> What is required
The expected answer is every line of the material, reproduced exactly.

> Given records

* * * *

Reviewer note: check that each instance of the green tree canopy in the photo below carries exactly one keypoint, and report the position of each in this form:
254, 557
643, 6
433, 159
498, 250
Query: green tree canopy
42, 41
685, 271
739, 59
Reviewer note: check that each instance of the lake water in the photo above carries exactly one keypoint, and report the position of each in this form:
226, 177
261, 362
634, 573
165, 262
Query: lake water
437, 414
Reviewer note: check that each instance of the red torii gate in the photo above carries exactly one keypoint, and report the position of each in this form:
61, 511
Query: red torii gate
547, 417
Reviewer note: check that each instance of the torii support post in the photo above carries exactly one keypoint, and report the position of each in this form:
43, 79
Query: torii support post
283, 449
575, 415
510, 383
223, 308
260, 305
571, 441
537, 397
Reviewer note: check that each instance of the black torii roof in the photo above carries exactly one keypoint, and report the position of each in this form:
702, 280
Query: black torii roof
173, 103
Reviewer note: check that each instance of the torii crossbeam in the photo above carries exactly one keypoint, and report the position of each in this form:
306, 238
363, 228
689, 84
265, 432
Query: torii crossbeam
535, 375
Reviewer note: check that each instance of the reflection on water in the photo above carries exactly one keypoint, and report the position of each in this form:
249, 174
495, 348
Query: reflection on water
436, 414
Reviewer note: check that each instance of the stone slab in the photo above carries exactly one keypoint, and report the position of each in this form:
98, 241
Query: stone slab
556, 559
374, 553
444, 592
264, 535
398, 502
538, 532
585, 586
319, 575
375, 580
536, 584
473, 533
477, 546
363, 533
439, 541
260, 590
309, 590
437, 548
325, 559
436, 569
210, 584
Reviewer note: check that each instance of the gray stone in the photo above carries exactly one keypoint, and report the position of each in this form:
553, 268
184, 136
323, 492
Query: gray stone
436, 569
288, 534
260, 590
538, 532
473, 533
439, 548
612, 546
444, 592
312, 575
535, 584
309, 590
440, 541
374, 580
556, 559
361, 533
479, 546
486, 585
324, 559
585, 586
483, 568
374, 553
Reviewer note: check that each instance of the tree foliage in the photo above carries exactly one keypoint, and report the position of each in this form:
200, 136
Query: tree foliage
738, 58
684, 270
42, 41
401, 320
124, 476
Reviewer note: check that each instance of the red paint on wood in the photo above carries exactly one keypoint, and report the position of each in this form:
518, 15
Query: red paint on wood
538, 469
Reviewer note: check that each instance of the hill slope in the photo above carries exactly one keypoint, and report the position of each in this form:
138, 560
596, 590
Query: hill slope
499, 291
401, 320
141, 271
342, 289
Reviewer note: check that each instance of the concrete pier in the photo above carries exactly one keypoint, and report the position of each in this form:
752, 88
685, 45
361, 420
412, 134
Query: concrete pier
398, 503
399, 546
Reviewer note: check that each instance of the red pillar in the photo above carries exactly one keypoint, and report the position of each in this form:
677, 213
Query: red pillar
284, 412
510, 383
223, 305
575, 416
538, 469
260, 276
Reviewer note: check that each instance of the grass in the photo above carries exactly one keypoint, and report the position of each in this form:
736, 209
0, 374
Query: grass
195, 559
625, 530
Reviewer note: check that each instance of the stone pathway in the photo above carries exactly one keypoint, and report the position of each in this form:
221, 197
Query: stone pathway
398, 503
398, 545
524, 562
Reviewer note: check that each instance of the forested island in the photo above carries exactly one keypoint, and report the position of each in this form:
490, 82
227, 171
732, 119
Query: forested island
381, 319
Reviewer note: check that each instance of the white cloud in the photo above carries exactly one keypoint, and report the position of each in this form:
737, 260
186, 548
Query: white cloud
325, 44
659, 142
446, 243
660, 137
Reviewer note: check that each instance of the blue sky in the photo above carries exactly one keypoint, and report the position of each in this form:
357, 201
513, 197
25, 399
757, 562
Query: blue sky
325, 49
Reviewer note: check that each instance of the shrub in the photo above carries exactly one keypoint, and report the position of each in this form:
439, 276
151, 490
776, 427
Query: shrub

* * * *

> Finished task
Reviewer note: check that each instance of the green tree canopy in the photo below carries exactly one keypoint, and report the position of each in this form:
254, 557
643, 6
433, 159
498, 250
Query: green tree canopy
42, 41
685, 271
739, 59
Reviewer note: check that each instance of the lake water in the photo above carries exactly one keypoint, and report the position of each in this form:
226, 177
261, 362
634, 573
165, 262
Query: lake water
437, 414
Reviewer note: check that each instance of the red torii gate in the photo above carries exactly one keypoint, and report the position of each in this form:
61, 511
Query: red torii gate
547, 417
Reviewer note: check that each instance of the torii support post in the photo above carries exactly one keypoint, and report the position of each in this form:
43, 79
Query: torii support post
283, 449
575, 415
510, 383
223, 308
260, 305
571, 441
537, 397
Reviewer note: check that each instance of the black torii roof in the photo above carries exactly one keypoint, and report the position of each in this form:
702, 280
Query: black torii roof
173, 103
Reviewer note: check that each instance of the torii crossbeam in the photo above carries exactly one keypoint, and report the position of each in this form:
306, 238
363, 228
689, 84
265, 432
Query: torii crossbeam
535, 375
Reviewer note: check that each instance of the reflection on water in the photo above carries exactly one keypoint, and report the position of each in this form:
249, 174
495, 348
Query: reflection on water
436, 414
Reviewer note: check that each instance of the stone slab in the photo above carries exactly one keypoint, and report the position of each in this form:
98, 241
Query: stone slab
556, 559
374, 553
444, 592
264, 535
398, 502
538, 532
585, 586
319, 575
375, 580
536, 584
473, 533
477, 546
363, 533
439, 541
260, 590
309, 590
437, 548
325, 559
436, 569
210, 584
Reviewer note: check that each instance of the gray stone in the photo above carries exactly one keypoint, and report the position of each in this form:
553, 268
184, 136
323, 492
Query: gray stone
436, 569
288, 534
260, 590
538, 532
473, 533
439, 548
612, 546
444, 592
312, 575
535, 584
309, 590
440, 541
374, 580
556, 559
361, 533
479, 546
486, 585
324, 559
585, 586
483, 568
374, 553
Reviewer note: check that each instance of the tree foliage in the photo above carries exactly one keypoint, and report the position of each in this form:
200, 136
Query: tree foliage
738, 58
684, 270
42, 41
401, 320
124, 476
Reviewer note: check that each instance of the red paint on wood in the photo above carries exactly one keypoint, and report the position of each in this form:
518, 15
Query: red paint on wood
538, 469
Reviewer note: check that each instance of the hill slope in the photo above carries exactly one keypoint, and report the position of each in this form:
138, 560
596, 590
Query: hill slope
499, 291
401, 320
141, 271
342, 289
Reviewer note: check that each instance of the concrete pier in the photo above carries exactly one keypoint, and report the position of each in this form:
752, 88
685, 45
361, 420
412, 134
Query: concrete pier
398, 503
399, 546
Reviewer note: check that each instance of the red pillar in the photo above carries exactly one keypoint, and report the position of each in this form:
677, 213
Query: red pillar
284, 412
510, 383
223, 305
575, 416
538, 469
260, 276
Reviewer note: check that each instance of the grass in the photo above carries exactly one keypoint, and report the position of each in this form:
736, 209
0, 374
Query: grass
195, 559
625, 530
Reviewer note: check that each instance of the stone pathway in the photo above carries exactly one keypoint, and report the position of each in this form:
221, 197
Query: stone pathway
398, 503
398, 545
524, 562
Reviewer note: check that each instance of the forested island in the photo above carries exactly one keypoint, and report the position of each in this form:
490, 82
227, 171
732, 119
Query: forested island
381, 319
Reviewer note: check that each instance of the white cloud in the photo above carries exactly one keypoint, and report the position of each in this form:
737, 260
186, 548
Query: white cloud
325, 44
659, 142
446, 243
660, 137
Reviewer note: check that each instance of the blue sky in the photo above carries exactly one keypoint, and report the position of each in this form:
357, 201
513, 197
25, 399
757, 562
Query: blue sky
325, 49
Reviewer note: check that each instance of the shrub in the photo above carries exactly one keypoint, and report the position of each in this form:
439, 276
151, 490
776, 427
Query: shrub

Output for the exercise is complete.